:: TEXT EXCERPT ::
================================
Tittle-Tattle . . . or Spot the Overdot

An observant person might notice that this street name sign lacks a tittle:

(a tittle is the dot we usually see on lowercase “i” and “j”)

A thorough person might walk around to the other side of the sign & notice something else amiss:

There are three possibilities for what happened here:

1.  The same person(s) who continue to steal this street sign decided to be playful with the dots.

2.  The cunning linguists of the DPW sign shop are experimenting with the diacritic known as the overdot — maybe they know something about the pronunciation of Richardson that the rest of us don’t.  But it’s a bit off-centered over the “o”, so maybe it’s one-half of a diaeresis.

3.  The missing tittle from the other side was probably left behind on the release paper [used with vinyl adhesive plotter-cut lettering] & transferred erroneously when the second side was affixed.

But I welcome other suggestions!

Worcester Whimsy or Sign Shop Sedition?

It never ceases to amaze me how the city can always find the funds to replace street name signs that don’t need replacing, but our potholes go unfilled.

I’m also dazzled by the variety of typefaces the DPW sign shop uses on our signs.  Someone’s quietly working their way through all of the typefaces in their fonts menu.  They’ve gone past “C” already, so some kind soul must have deleted Comic Sans before they got to it.

This sign replaced a legible one within the past couple of months:

In case you haven’t noticed, there’s a “Hearts & Serifs” cabal in this city’s administration.  The above sign certainly has serifs and a heart, but flies in the face of the most frequent excuse I’ve heard for unnecessary sign replacement — that the street name needs to be in uppers & lowers, not all uppercase like the trusty signs of yore.  Hey, at least there’s one lowercase letter on that sign.

Just up the street from there are two signs that were replaced a couple of years ago:

Worcester’s certainly not hung up on consistency. We’ve spiced up our Times New Roman here with a dash of Helvetica Bold in uppercase.  Too bad they didn’t check the bottom one’s spelling against their own street listing — it should be “DiGregorio”. not Digregorio.
================================
Dataset entries:
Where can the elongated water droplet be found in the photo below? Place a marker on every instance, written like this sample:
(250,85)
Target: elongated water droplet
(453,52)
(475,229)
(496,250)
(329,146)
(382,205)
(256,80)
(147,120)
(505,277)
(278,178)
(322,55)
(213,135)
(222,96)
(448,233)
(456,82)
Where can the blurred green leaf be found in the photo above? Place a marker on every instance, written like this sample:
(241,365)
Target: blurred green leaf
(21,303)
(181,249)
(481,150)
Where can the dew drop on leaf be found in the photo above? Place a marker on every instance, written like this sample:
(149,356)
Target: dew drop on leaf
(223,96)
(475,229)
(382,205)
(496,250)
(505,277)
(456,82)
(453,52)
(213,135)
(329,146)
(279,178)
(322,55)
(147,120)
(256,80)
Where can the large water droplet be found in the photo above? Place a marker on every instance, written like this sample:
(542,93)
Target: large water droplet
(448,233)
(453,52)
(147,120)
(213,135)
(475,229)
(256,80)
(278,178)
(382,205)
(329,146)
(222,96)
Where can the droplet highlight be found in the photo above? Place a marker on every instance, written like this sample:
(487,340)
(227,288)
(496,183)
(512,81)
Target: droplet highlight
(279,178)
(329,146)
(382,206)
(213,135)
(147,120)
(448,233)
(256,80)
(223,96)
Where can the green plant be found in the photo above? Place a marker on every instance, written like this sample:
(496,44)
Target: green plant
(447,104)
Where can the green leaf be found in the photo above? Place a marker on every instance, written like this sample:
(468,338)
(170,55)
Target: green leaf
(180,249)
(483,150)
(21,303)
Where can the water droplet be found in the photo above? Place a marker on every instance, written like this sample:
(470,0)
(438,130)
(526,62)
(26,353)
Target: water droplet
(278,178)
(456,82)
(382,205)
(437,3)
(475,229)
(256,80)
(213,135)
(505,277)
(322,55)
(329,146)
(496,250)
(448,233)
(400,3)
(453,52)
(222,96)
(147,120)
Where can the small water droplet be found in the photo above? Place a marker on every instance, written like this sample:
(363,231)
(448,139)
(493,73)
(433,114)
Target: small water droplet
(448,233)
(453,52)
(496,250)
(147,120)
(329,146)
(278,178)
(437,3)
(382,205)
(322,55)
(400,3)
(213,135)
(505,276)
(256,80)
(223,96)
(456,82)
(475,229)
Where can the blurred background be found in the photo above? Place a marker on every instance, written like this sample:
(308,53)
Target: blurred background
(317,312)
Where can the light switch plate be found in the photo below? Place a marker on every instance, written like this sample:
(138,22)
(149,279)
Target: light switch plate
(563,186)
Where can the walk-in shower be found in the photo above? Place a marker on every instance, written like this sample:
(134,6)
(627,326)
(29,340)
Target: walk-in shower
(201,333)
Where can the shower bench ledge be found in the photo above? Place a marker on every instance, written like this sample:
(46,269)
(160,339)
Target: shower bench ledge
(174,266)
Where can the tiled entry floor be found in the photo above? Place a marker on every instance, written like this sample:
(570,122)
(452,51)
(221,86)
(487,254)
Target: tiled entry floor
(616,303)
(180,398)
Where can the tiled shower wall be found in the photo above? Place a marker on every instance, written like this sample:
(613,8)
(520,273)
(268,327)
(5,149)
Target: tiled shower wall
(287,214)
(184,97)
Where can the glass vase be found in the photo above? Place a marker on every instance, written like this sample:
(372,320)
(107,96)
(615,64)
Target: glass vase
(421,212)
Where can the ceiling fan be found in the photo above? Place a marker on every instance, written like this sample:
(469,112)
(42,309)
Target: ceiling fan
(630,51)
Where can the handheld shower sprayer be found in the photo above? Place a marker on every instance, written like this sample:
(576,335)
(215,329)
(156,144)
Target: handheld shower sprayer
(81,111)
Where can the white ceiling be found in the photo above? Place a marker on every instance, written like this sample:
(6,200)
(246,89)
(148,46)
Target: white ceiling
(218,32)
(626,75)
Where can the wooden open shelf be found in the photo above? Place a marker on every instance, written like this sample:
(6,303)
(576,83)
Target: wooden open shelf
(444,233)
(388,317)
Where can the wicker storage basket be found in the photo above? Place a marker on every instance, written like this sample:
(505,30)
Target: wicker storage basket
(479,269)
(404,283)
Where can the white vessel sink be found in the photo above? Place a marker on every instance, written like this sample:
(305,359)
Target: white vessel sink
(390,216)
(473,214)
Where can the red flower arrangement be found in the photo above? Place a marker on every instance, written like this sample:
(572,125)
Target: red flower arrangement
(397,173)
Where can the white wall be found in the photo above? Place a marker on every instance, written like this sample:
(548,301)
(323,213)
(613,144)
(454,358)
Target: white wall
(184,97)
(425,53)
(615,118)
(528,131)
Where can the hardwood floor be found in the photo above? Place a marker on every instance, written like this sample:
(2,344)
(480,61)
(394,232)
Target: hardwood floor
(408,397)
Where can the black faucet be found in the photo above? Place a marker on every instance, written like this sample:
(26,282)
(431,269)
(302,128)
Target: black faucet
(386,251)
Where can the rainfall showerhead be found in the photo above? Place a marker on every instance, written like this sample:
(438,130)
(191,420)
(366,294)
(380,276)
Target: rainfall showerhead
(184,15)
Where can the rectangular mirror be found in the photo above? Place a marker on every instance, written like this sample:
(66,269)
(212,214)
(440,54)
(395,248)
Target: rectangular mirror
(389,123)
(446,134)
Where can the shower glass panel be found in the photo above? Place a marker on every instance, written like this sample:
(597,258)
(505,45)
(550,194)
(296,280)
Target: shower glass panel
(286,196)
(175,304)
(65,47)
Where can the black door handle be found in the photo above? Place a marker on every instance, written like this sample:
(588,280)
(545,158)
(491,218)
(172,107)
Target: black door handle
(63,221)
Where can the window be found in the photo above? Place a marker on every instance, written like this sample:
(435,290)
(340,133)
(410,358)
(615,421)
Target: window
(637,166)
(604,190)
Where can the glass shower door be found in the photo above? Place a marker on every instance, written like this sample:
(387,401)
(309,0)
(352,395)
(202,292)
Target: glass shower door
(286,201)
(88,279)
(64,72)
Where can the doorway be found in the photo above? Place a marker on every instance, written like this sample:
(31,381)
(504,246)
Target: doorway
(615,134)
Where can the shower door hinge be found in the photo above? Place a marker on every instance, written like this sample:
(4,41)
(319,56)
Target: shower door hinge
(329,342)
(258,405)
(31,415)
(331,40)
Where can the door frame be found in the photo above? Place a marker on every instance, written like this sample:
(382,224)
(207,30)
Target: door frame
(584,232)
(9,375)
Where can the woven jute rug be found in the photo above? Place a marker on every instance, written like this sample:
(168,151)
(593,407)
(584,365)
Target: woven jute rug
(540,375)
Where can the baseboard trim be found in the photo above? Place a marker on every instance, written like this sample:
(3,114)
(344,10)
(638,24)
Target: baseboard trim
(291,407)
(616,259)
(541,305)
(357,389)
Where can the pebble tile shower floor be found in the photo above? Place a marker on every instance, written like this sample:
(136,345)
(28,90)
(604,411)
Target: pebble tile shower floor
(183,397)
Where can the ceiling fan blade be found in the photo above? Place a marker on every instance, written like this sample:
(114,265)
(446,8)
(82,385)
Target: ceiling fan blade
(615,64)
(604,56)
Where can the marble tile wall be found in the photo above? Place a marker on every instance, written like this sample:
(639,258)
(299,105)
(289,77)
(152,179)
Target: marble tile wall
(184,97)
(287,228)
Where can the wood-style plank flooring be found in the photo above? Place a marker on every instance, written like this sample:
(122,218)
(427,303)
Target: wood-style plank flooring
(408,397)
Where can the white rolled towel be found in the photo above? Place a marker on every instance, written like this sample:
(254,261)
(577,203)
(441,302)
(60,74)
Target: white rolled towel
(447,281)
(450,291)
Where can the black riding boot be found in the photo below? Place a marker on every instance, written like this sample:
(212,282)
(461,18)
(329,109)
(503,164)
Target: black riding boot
================================
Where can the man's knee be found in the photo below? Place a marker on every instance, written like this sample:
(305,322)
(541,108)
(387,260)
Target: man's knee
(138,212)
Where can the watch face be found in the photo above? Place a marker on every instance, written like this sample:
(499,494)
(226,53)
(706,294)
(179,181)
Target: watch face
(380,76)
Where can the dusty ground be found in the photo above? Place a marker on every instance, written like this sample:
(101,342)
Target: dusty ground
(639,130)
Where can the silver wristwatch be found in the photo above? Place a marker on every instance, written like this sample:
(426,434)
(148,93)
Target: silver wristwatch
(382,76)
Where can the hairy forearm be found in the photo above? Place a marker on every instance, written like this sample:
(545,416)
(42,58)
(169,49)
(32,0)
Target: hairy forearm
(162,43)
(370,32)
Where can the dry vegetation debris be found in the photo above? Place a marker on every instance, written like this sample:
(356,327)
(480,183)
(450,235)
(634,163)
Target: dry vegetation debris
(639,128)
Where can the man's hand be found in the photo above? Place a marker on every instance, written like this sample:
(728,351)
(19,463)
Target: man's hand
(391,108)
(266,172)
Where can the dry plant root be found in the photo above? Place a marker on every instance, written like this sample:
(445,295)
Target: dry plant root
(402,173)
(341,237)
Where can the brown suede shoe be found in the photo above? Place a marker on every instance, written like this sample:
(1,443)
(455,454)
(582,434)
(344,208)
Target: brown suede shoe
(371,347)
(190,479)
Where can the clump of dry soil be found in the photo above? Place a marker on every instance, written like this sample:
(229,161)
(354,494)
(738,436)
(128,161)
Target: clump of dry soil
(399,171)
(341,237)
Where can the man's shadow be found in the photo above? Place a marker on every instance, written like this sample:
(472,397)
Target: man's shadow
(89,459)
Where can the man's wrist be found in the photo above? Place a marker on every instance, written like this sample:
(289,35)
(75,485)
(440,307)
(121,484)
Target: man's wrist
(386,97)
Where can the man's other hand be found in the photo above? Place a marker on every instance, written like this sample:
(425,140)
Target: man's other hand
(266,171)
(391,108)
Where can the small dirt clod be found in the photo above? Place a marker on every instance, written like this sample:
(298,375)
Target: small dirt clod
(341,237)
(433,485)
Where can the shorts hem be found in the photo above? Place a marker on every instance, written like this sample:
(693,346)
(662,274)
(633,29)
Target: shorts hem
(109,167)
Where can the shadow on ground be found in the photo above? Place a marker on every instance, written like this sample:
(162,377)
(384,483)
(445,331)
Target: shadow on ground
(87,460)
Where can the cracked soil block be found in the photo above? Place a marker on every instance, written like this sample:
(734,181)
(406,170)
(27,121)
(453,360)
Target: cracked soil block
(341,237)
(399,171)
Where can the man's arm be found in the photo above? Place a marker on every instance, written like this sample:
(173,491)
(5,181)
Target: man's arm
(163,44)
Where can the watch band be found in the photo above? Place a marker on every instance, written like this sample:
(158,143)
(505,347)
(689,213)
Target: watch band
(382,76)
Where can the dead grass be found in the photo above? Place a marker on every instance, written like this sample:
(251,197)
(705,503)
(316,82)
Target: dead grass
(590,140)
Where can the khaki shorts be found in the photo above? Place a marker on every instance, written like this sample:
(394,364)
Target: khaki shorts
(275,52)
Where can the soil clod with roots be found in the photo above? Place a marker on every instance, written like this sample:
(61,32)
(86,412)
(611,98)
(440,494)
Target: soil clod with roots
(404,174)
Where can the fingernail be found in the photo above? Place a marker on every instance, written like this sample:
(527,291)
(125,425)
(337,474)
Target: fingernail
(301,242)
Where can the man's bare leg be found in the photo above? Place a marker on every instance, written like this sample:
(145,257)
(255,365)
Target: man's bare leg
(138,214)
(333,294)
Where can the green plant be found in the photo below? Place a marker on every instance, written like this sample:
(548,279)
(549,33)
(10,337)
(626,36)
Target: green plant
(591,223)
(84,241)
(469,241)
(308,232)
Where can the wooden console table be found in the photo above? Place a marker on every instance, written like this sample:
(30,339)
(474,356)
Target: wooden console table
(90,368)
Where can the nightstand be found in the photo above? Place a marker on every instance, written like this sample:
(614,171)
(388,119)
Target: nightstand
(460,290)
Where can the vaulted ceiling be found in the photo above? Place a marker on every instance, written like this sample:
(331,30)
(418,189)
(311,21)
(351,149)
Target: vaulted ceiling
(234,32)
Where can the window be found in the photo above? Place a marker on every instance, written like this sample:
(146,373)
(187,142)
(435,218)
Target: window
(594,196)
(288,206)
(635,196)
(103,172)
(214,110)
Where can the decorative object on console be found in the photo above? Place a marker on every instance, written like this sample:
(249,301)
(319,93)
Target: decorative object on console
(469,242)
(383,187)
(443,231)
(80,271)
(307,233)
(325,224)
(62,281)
================================
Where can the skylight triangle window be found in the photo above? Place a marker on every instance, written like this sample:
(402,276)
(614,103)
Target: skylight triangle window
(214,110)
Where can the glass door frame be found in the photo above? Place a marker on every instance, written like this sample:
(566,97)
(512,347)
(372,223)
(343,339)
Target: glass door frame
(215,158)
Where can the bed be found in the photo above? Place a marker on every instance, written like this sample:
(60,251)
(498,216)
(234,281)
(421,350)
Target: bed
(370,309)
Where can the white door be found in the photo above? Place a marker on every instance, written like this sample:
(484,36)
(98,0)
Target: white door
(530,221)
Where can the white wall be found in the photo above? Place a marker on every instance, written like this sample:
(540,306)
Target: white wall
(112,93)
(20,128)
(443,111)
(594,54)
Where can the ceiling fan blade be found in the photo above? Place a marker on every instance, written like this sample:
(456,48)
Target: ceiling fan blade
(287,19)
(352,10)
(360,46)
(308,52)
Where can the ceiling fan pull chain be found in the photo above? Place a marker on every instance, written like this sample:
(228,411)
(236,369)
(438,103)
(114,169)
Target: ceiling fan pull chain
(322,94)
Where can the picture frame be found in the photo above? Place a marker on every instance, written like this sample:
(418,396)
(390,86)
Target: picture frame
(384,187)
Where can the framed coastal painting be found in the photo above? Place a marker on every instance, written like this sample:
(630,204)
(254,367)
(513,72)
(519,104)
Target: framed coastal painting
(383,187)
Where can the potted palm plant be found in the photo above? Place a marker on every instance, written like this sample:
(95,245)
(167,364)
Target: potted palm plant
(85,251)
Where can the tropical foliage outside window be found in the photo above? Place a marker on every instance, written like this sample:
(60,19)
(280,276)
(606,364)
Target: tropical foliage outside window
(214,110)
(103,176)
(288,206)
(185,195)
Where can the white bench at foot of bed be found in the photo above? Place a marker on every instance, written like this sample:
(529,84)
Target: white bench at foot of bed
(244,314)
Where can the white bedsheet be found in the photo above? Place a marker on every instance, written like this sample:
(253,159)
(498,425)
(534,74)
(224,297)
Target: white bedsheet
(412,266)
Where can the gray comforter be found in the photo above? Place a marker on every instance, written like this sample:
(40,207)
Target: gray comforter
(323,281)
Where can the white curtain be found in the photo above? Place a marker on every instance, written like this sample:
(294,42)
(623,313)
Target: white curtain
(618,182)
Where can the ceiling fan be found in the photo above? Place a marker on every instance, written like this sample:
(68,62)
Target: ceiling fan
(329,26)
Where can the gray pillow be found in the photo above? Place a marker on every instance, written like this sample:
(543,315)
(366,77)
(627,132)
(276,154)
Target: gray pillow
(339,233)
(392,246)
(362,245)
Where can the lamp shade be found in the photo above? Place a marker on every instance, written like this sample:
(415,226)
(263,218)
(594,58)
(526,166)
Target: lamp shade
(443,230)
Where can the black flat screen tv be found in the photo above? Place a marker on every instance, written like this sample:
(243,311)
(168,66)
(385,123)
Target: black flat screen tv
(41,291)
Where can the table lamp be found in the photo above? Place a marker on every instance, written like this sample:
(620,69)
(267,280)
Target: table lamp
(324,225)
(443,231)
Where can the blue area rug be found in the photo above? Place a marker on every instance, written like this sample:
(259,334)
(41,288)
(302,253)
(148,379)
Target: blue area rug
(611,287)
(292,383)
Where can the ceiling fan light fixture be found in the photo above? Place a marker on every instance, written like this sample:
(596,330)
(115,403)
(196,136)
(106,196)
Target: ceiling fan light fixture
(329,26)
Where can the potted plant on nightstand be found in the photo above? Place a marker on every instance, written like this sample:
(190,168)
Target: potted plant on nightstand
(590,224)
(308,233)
================================
:: GIVEN EXERCISE ::
In the street-sign text, swap "thorough" for "careful" and write out the passage from "Tittle-Tattle . ." up to and including "with the dots.". The data has no connection to the street-sign text.

:: THE RESPONSE ::
Tittle-Tattle . . . or Spot the Overdot

An observant person might notice that this street name sign lacks a tittle:

(a tittle is the dot we usually see on lowercase “i” and “j”)

A careful person might walk around to the other side of the sign & notice something else amiss:

There are three possibilities for what happened here:

1.  The same person(s) who continue to steal this street sign decided to be playful with the dots.